Pick up the English usage guide after its final paragraph and continue it in the same style.

*** Extract to read

Never trust the grammatical sensibilities of people in the media. Weather can’t be slippery; only roads can be that. Weather can’t be warm either; it can be nice or terrible, though. Also the temperature can never be warm, only high, low, etc.

Wrong:

She has supported me continuously.

Right:

She has supported me continually.

 

Continuously is an adverb which has to do with connectedness or unbrokenness in space and time, e.g., a line can be continuous or water can flow continuously. Continually has to do not so much with connectedness, but rather with consistency or repetition (e.g., God continually lavishes forgiveness on sinners).

“Wrong”:

Turn on the machine.

Right:

Turn the machine on.

 

If the first sentence is enunciated clearly, it would be okay: i.e., if the preposition on is grouped with the verb turn (= Turn-on the-machine). If the words are grouped wrong (i.e., Turn on-the-machine), the meaning would be different: the command will be to get on top of the machine to turn oneself around and around. It is much clearer to place the auxiliary adverb on at the end; that would mean to start the machine. The best way to remember this is to replace the object with a pronoun. For example, we would say, Turn it on; but never would we say Turn-on it to mean start the machine.

******
*** Dataset content

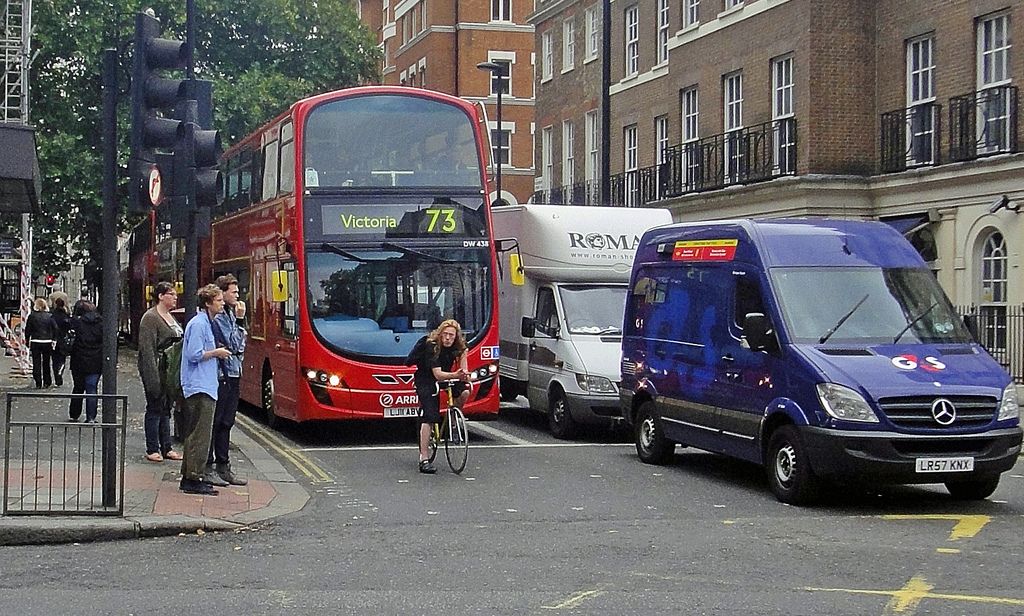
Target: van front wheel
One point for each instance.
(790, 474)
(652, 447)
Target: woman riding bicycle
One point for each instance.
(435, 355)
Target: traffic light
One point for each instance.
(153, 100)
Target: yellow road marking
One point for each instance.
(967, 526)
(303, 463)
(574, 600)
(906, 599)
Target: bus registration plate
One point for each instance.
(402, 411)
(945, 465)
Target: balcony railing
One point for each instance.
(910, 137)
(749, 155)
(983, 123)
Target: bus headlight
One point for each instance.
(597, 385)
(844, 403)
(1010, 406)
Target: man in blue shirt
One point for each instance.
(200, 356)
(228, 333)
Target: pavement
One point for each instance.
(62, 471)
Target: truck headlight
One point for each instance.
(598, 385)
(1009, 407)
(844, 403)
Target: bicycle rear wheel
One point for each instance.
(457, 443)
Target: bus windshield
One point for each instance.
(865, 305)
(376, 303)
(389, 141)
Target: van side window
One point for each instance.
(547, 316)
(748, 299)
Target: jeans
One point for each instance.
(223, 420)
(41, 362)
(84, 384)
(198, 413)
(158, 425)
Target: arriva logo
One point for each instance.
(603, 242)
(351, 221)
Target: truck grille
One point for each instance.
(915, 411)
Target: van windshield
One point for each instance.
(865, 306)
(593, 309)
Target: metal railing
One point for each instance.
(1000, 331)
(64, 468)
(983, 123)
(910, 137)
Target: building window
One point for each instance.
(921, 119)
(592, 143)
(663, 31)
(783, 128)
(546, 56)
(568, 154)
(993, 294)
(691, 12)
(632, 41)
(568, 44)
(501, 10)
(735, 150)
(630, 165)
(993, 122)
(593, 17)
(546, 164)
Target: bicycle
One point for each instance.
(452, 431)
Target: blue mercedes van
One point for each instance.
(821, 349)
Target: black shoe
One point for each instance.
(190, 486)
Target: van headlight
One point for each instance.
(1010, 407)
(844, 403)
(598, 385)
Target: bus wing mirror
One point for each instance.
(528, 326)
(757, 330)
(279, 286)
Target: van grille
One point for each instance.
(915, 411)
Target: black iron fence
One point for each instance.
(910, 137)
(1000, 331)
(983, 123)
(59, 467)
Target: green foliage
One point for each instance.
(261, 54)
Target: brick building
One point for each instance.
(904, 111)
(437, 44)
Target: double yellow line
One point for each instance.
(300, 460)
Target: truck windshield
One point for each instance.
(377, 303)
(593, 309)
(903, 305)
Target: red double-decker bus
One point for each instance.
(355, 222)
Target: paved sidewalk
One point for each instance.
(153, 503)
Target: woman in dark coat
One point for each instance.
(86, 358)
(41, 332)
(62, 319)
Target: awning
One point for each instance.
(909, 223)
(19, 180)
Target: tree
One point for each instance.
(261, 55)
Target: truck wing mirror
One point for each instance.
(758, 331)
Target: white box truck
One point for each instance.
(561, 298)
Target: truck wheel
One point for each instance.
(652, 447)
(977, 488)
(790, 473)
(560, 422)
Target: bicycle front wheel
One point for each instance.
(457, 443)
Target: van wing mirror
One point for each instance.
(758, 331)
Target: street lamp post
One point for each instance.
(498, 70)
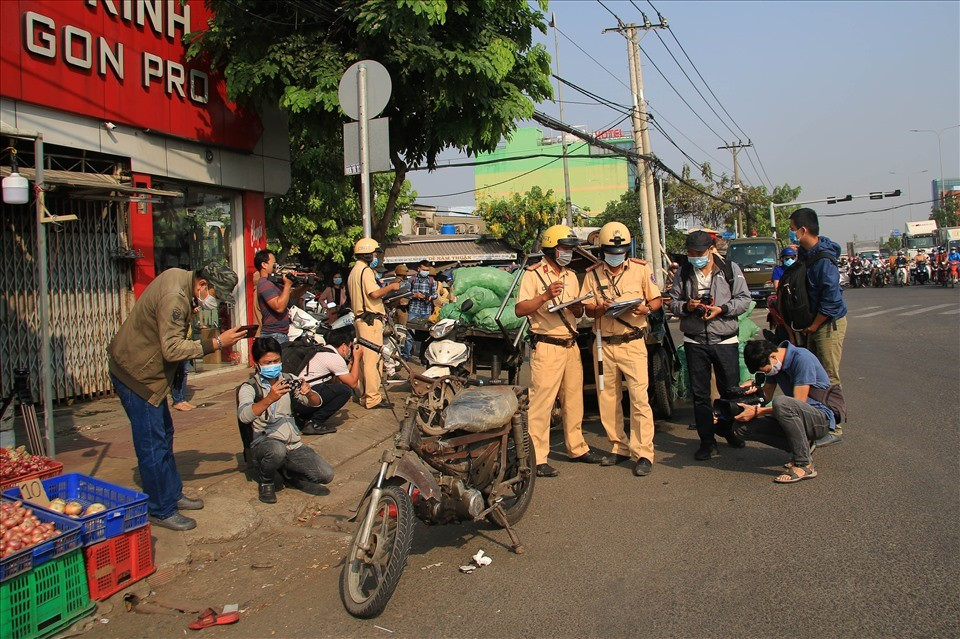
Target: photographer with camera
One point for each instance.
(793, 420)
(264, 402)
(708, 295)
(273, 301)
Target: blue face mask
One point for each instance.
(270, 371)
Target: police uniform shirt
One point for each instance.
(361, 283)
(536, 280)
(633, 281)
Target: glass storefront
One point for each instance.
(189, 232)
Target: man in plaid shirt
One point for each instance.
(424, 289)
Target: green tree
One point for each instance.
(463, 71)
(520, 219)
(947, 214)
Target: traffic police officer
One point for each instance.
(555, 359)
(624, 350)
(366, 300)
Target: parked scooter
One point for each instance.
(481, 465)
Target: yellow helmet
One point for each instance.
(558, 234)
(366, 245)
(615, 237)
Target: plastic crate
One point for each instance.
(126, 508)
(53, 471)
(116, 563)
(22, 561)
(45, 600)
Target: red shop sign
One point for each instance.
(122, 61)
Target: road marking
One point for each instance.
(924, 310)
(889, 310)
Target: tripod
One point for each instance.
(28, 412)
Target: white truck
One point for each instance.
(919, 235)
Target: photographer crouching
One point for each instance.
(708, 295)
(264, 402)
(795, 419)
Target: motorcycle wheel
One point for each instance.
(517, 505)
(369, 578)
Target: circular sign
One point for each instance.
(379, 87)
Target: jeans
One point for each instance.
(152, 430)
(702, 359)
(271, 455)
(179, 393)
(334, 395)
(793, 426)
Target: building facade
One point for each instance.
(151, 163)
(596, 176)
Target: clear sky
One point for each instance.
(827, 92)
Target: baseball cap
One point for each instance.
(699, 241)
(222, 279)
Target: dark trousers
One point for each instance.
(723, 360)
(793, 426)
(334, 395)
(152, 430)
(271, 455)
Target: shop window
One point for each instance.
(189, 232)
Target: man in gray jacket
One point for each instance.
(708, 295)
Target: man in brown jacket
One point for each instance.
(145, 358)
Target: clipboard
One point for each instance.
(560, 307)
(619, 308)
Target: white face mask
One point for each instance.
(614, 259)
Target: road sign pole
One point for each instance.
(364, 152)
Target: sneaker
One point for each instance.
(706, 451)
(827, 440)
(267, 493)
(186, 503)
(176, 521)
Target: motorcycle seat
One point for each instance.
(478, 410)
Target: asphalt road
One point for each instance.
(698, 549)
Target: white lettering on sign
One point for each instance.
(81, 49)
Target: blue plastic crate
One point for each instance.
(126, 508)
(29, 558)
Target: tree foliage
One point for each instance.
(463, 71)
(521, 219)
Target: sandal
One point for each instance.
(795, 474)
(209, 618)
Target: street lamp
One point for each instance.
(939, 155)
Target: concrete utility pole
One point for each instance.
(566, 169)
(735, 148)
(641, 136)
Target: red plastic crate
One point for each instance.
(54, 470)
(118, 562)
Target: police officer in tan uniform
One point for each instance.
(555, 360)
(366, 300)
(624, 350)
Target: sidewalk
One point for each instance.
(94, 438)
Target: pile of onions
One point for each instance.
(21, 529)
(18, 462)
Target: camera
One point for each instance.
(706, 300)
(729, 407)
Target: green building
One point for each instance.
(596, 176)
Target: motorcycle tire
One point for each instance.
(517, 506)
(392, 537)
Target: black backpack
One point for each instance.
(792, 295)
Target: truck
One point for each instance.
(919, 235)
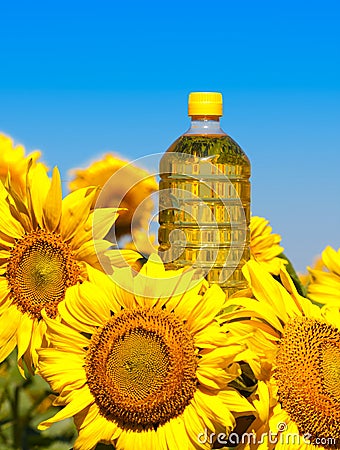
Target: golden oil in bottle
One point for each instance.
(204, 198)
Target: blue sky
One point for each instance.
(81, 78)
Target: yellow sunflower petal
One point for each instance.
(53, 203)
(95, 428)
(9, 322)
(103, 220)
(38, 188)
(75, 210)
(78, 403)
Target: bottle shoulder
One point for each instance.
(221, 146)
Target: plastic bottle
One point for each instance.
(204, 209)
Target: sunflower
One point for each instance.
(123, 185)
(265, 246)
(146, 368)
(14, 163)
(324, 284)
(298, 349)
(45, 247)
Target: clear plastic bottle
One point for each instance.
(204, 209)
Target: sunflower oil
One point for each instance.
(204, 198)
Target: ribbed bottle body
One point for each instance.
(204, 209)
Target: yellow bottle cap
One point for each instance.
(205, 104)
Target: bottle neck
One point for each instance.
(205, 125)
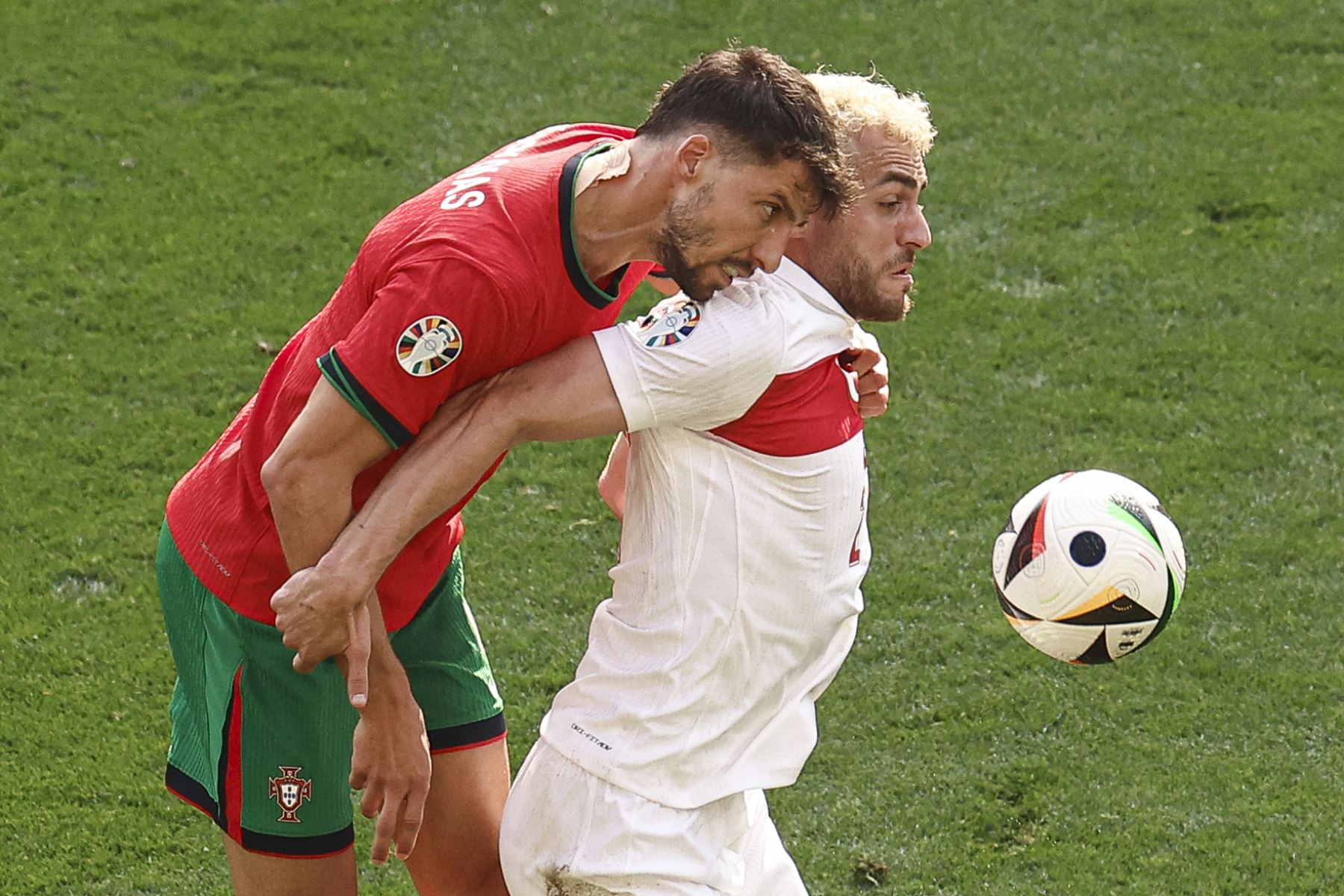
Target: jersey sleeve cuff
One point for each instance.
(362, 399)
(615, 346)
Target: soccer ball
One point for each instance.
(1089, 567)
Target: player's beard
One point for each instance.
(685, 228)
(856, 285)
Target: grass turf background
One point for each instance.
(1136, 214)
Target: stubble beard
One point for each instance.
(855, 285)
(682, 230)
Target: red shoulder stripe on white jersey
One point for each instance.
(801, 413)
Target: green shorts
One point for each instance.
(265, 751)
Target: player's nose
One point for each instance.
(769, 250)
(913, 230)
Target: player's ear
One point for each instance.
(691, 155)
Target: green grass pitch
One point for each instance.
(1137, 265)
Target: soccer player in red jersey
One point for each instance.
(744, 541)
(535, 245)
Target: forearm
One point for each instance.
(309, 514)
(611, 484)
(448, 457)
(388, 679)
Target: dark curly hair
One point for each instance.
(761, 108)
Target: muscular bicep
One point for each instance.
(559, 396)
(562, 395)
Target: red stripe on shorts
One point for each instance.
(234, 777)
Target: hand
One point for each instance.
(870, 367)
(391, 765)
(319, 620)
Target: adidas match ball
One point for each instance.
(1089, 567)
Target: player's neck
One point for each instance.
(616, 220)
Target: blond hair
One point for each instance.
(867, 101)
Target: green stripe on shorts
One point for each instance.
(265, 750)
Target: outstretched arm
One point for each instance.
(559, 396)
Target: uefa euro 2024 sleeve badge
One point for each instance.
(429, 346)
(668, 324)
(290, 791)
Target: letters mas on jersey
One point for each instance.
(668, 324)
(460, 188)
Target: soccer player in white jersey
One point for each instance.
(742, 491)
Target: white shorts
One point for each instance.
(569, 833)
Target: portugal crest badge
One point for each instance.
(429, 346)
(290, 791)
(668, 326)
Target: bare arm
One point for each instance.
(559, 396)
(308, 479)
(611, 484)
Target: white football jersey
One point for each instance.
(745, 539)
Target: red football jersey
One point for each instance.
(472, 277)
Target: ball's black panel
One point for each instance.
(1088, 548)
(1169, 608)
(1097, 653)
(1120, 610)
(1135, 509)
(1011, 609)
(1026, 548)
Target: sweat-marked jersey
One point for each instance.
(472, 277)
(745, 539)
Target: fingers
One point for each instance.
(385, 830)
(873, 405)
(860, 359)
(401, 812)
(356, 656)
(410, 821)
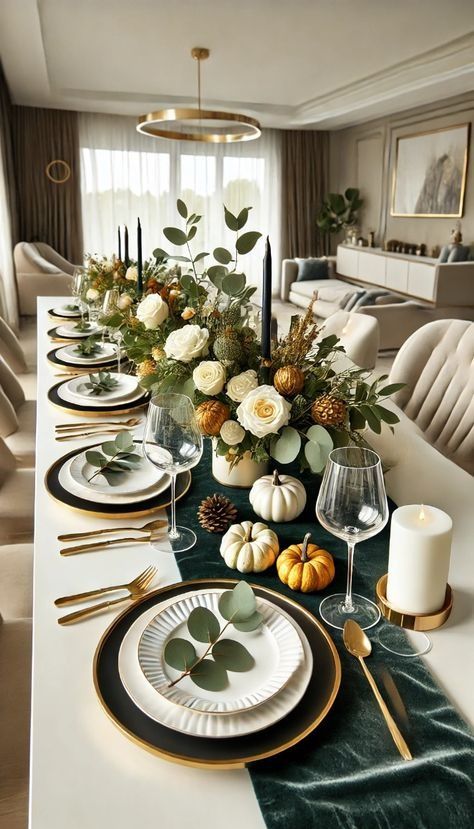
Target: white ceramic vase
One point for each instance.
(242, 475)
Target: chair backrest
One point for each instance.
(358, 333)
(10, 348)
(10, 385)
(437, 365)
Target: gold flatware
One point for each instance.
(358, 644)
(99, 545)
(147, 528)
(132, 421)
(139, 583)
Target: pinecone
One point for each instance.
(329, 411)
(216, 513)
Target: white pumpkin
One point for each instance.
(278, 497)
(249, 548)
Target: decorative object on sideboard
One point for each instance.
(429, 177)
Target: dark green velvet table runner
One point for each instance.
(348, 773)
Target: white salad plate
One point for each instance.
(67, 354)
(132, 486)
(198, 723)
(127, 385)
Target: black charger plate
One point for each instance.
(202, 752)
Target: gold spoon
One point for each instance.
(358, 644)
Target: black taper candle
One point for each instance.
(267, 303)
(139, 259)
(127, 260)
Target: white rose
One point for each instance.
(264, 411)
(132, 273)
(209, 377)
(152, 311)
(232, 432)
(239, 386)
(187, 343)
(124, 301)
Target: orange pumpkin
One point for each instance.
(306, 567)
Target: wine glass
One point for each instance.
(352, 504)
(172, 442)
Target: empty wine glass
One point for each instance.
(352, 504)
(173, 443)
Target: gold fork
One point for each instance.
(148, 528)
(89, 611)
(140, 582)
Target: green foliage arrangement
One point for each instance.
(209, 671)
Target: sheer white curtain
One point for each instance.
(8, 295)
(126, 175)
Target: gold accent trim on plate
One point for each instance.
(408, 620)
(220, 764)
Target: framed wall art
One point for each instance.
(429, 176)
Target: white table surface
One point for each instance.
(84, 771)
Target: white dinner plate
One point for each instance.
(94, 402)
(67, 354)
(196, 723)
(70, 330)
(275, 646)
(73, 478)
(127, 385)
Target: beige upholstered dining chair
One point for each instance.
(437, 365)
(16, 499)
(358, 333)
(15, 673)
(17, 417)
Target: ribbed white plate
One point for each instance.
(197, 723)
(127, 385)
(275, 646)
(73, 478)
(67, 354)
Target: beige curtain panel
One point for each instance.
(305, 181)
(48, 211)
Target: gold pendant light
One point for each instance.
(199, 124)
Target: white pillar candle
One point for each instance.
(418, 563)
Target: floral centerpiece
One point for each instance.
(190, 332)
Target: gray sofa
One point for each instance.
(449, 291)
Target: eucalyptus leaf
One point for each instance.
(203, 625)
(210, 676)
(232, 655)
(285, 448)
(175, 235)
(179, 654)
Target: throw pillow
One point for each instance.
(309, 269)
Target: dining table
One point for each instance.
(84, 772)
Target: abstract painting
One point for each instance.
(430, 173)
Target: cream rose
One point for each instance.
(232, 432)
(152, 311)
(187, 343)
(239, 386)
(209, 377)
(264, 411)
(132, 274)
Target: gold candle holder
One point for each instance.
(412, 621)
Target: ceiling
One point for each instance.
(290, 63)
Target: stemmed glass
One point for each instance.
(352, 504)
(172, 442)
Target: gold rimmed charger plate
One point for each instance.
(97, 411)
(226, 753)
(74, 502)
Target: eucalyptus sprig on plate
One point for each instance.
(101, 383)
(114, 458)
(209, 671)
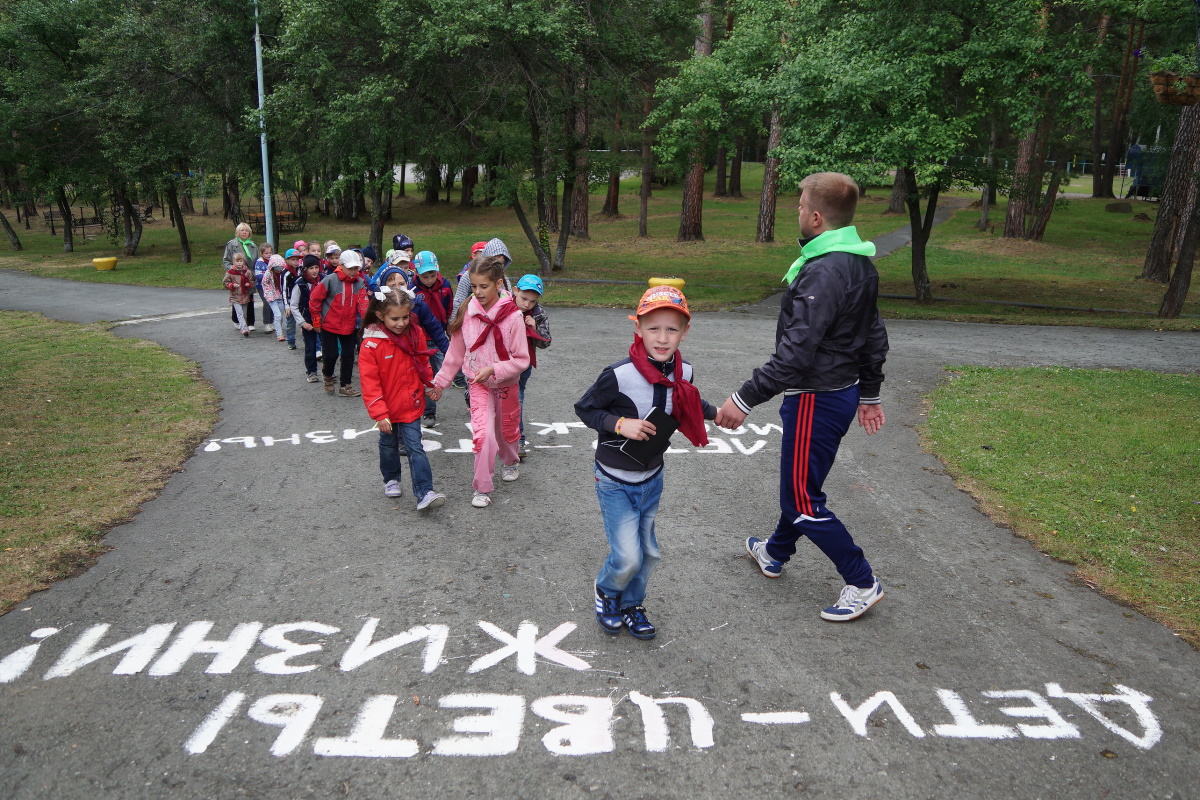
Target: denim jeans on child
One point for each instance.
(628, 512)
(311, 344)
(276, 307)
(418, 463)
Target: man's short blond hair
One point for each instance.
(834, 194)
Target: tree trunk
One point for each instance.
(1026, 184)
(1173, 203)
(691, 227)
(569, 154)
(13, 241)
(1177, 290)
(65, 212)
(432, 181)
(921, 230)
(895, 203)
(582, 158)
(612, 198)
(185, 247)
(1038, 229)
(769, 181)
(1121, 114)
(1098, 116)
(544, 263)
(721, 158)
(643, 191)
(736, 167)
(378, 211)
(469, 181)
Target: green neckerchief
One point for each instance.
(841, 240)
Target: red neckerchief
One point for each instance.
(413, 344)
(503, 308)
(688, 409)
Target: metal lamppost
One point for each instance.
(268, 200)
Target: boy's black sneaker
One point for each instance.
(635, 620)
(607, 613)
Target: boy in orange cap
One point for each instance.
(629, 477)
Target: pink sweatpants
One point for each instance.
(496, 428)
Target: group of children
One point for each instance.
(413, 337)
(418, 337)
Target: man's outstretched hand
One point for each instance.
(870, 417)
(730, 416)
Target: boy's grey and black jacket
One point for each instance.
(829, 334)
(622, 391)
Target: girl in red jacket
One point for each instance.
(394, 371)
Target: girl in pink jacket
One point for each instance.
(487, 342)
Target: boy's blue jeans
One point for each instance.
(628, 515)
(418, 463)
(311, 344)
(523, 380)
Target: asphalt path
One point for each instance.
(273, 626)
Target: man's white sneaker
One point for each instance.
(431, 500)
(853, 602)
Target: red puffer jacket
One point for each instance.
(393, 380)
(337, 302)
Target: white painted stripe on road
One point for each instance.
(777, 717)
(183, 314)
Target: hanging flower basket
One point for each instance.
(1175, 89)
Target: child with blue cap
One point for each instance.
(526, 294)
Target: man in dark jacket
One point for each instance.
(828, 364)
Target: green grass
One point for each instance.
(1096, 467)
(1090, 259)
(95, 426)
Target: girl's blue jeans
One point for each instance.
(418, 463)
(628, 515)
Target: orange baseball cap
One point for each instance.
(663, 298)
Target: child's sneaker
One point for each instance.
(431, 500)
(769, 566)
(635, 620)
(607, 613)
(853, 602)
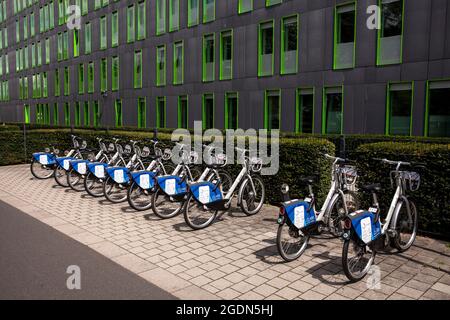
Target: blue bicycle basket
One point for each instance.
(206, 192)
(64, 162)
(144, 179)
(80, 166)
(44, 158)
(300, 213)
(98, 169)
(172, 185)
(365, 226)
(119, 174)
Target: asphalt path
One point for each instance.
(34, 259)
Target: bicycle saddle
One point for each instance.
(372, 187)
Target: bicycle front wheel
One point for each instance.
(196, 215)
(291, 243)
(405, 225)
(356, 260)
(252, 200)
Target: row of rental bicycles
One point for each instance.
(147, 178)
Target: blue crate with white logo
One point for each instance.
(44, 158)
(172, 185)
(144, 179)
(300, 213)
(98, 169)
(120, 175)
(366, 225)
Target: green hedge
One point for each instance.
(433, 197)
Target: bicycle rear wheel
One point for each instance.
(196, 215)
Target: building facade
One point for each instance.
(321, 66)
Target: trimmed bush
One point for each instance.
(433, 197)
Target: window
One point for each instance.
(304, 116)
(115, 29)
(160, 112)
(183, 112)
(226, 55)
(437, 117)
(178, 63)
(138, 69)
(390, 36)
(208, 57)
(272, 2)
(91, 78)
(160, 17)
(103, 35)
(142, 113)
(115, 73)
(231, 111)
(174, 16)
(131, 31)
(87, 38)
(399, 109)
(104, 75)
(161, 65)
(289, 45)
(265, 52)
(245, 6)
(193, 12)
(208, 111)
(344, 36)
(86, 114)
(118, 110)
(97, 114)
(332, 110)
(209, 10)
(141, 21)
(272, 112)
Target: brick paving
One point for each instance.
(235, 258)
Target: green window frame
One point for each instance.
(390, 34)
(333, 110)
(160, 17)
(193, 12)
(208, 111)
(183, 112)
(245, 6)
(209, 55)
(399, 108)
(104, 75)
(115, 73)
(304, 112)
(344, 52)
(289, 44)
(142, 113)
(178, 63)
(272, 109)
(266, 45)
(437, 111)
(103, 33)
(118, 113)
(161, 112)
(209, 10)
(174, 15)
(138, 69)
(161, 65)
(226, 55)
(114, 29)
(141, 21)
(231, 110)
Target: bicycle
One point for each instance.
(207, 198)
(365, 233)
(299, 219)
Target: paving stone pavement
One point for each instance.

******

Exercise response
Wrong:

Her silence seemed to infer that she was guilty.

Right:

Her silence seemed to imply that she was guilty.

From her silence we inferred her guilt.

           

Imply and infer are often confused. One infers what someone else implies.

Wrong:

He jumped in the pool.

He walked in the room.

Right:

He jumped into the pool.

He walked into the room.

           

Unless he is already in the water and jumped in the pool while still in the pool, the preposition into should be used. Likewise, walking while already in the room differs from walking into the room from outside the room.

Wrong:

Are you taking the SAT test?

I forgot my PIN number.

I need to find an ATM machine.

What’s your car’s VIN number?

Where is the ISBN number?

 

Could you send me the PDFs?

Right:

Are you taking the SAT? (Are you taking the SATs?)

I forgot my PIN.

I need to find an ATM.

What’s your car’s VIN?

Where is the ISBN?

 

Could you send me the PDF files?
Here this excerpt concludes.